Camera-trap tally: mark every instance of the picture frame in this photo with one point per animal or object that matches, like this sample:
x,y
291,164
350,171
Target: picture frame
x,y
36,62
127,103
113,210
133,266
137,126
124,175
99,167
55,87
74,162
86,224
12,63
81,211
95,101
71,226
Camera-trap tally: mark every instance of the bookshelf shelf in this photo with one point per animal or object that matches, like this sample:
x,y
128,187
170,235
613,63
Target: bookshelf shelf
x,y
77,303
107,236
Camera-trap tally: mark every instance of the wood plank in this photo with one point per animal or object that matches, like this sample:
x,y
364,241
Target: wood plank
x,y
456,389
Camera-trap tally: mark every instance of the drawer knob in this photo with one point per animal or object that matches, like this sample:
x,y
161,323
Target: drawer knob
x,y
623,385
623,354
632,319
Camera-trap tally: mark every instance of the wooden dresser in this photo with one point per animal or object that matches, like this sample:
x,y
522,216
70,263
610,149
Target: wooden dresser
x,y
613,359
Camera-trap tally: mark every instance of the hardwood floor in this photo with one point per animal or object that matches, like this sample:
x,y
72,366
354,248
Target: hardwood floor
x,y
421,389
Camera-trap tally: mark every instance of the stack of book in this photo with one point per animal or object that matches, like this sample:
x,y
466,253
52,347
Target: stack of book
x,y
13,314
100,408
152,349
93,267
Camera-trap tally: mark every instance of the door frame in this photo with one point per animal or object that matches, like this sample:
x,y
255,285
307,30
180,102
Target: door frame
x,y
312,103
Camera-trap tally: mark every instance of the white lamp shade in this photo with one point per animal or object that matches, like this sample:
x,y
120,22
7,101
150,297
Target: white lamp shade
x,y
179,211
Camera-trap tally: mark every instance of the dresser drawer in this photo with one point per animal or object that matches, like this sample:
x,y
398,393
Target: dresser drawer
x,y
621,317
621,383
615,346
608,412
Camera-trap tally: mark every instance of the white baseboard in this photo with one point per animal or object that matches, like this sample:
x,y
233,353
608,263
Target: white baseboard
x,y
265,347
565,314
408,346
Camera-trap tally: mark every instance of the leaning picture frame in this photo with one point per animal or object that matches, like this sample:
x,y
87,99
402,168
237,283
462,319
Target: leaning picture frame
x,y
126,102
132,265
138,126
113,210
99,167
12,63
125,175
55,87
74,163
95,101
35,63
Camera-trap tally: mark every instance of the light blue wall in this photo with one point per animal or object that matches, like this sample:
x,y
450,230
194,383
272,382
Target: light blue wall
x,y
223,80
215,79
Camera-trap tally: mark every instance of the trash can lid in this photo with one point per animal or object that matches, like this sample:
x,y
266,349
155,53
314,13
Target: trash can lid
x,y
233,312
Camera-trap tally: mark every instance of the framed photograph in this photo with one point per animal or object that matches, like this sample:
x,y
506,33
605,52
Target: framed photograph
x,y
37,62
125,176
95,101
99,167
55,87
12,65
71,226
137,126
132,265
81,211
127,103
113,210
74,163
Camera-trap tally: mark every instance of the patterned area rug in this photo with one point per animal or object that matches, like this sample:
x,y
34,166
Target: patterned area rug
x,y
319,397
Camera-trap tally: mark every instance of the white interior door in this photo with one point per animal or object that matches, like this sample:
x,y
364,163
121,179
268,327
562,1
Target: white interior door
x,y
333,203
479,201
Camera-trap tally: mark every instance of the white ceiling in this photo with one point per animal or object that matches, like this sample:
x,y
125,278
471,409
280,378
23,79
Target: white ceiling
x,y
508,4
• • •
Work to complete: Rescale every line from the one containing "Camera-trap tally: mark every instance of the patterned" through the end of the records, requests included: multiply each x,y coordinate in the answers by 2.1 and round to whole numbers, with halves rounded up. Reproduce the requests and their sample coordinates unchanged.

Result of the exercise:
Camera-trap tally: mark every instance of the patterned area rug in this photo with one point per animal or object that matches, like this sample:
x,y
34,166
Target: patterned area rug
x,y
670,834
Camera-trap tally: mark every instance of the white interior door in this photo with one point per animal or object that matches, like this sample:
x,y
364,163
121,179
268,327
562,1
Target: white interior door
x,y
699,426
1006,422
Camera-trap tally: mark every instance of the white ceiling in this photo with one point per animal or object that matches, like this sample:
x,y
125,278
471,409
280,378
23,79
Target: white ceiling
x,y
1067,8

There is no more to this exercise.